▸ **Text excerpt**
According to the science, calcium ions are needed in the mash water for the enzymes in malt to fully convert the starches. In theory, calcium deficient hot liquor should lead to lower conversion and efficiency. There must be some calcium in malt, but I don't know if it's enough? I take science on board, but to me, personally, brewing is not a science, but a craft, and in some ways, an art. But the bits science tells us are handy to know.

In any event, Sydney and Wollongong's water is soft enough for measures such as "a handful" of calcium carbonate and a pinch of calcium chloride, etc to produce the desired effect, which is "enough" calcium and a suitable pH for mashing, and a good mineral profile to enhance hop flavours. I don't know if microgram accurate scales for adding minerals would help me make better beer, but I doubt it.

Items from a data source
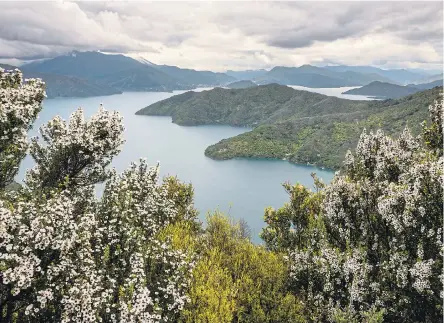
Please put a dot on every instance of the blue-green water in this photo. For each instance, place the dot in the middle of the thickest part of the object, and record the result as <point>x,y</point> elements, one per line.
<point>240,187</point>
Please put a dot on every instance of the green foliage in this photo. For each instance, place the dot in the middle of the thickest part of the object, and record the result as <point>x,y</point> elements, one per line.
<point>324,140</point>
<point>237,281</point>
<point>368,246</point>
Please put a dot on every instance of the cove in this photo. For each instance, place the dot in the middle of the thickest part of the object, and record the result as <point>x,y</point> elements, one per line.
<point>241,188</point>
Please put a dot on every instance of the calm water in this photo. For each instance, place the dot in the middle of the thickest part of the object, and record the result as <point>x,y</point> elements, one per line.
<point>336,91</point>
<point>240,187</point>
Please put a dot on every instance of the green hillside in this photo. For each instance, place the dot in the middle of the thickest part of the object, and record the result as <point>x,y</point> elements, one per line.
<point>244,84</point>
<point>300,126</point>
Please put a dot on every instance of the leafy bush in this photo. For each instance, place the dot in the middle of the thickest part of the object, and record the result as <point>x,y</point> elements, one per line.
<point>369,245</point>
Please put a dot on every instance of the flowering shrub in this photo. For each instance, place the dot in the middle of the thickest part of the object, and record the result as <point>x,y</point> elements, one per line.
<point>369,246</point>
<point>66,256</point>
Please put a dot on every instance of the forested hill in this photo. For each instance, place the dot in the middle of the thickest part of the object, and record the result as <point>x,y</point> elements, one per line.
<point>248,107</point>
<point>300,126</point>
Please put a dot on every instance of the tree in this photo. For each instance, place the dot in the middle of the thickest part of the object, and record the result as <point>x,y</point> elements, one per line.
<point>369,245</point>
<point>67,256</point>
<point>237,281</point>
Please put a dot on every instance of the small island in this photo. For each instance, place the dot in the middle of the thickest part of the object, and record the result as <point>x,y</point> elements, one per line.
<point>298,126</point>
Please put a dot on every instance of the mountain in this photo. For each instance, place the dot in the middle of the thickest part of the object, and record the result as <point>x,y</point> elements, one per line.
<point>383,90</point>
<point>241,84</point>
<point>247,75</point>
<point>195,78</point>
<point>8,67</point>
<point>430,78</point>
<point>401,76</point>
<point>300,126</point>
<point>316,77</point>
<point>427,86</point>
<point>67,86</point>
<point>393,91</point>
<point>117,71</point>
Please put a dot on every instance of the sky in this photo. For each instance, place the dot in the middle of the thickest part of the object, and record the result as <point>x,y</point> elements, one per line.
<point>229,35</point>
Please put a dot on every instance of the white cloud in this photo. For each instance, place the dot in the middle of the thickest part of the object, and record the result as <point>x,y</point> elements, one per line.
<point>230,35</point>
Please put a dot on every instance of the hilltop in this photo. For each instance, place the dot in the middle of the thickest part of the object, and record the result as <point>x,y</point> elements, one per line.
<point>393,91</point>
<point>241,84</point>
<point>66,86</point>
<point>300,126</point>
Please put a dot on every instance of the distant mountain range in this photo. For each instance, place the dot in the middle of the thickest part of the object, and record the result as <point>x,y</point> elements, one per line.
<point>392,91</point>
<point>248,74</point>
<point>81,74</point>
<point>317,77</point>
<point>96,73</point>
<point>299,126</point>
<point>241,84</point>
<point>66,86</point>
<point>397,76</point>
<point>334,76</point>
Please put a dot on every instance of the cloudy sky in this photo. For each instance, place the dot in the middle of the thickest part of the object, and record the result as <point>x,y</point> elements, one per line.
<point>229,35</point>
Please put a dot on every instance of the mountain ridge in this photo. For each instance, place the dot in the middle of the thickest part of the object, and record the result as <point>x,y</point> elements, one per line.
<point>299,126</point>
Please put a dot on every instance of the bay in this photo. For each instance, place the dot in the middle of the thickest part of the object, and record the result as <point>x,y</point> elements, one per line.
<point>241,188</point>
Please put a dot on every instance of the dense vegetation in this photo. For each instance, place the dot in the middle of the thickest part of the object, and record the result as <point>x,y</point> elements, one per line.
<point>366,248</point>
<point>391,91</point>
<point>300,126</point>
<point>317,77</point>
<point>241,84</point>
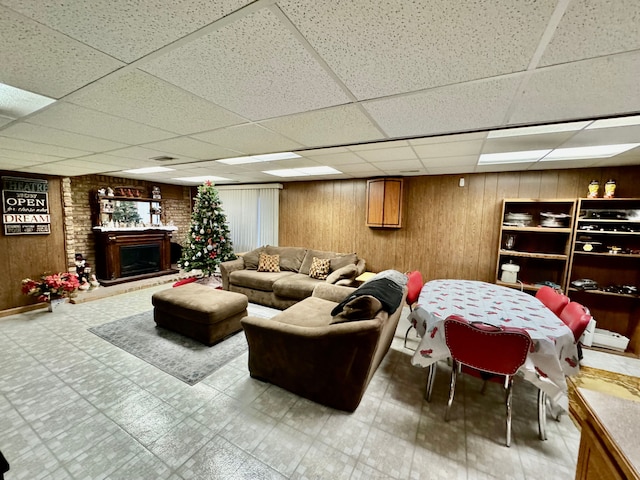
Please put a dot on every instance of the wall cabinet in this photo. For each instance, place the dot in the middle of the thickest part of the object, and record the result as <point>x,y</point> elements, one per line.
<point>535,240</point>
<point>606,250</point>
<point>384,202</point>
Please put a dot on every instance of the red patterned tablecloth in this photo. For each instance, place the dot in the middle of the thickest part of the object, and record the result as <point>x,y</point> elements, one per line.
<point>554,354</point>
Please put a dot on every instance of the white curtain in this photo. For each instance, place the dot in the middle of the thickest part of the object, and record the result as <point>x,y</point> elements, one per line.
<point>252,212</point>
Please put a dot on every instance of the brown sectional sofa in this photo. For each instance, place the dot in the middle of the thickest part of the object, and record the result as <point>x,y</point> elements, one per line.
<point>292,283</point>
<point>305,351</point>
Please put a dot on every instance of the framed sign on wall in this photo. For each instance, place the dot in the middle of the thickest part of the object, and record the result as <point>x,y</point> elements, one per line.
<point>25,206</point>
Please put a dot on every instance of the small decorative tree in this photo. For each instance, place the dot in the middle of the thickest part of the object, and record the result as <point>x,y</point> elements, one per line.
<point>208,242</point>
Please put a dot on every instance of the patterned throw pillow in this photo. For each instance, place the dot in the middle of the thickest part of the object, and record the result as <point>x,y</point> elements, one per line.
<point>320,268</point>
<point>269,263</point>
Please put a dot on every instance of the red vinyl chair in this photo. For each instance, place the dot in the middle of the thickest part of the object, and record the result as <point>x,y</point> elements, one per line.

▸ **Assignment A**
Answer these questions about the text on calcium in brewing water:
(i) According to the science, why are calcium ions needed in the mash water?
(ii) Whose water is described as soft?
(iii) What is added by the pinch?
▸ **Assignment B**
Rename "Sydney" as "Brisbane" in the part of the text on calcium in brewing water from "According to the" to "I doubt it.", and write that part out.
The data have nothing to do with this.

▸ **Exercise answer A**
(i) For the enzymes in malt to fully convert the starches.
(ii) Sydney and Wollongong's.
(iii) Calcium chloride.

▸ **Exercise answer B**
According to the science, calcium ions are needed in the mash water for the enzymes in malt to fully convert the starches. In theory, calcium deficient hot liquor should lead to lower conversion and efficiency. There must be some calcium in malt, but I don't know if it's enough? I take science on board, but to me, personally, brewing is not a science, but a craft, and in some ways, an art. But the bits science tells us are handy to know.

In any event, Brisbane and Wollongong's water is soft enough for measures such as "a handful" of calcium carbonate and a pinch of calcium chloride, etc to produce the desired effect, which is "enough" calcium and a suitable pH for mashing, and a good mineral profile to enhance hop flavours. I don't know if microgram accurate scales for adding minerals would help me make better beer, but I doubt it.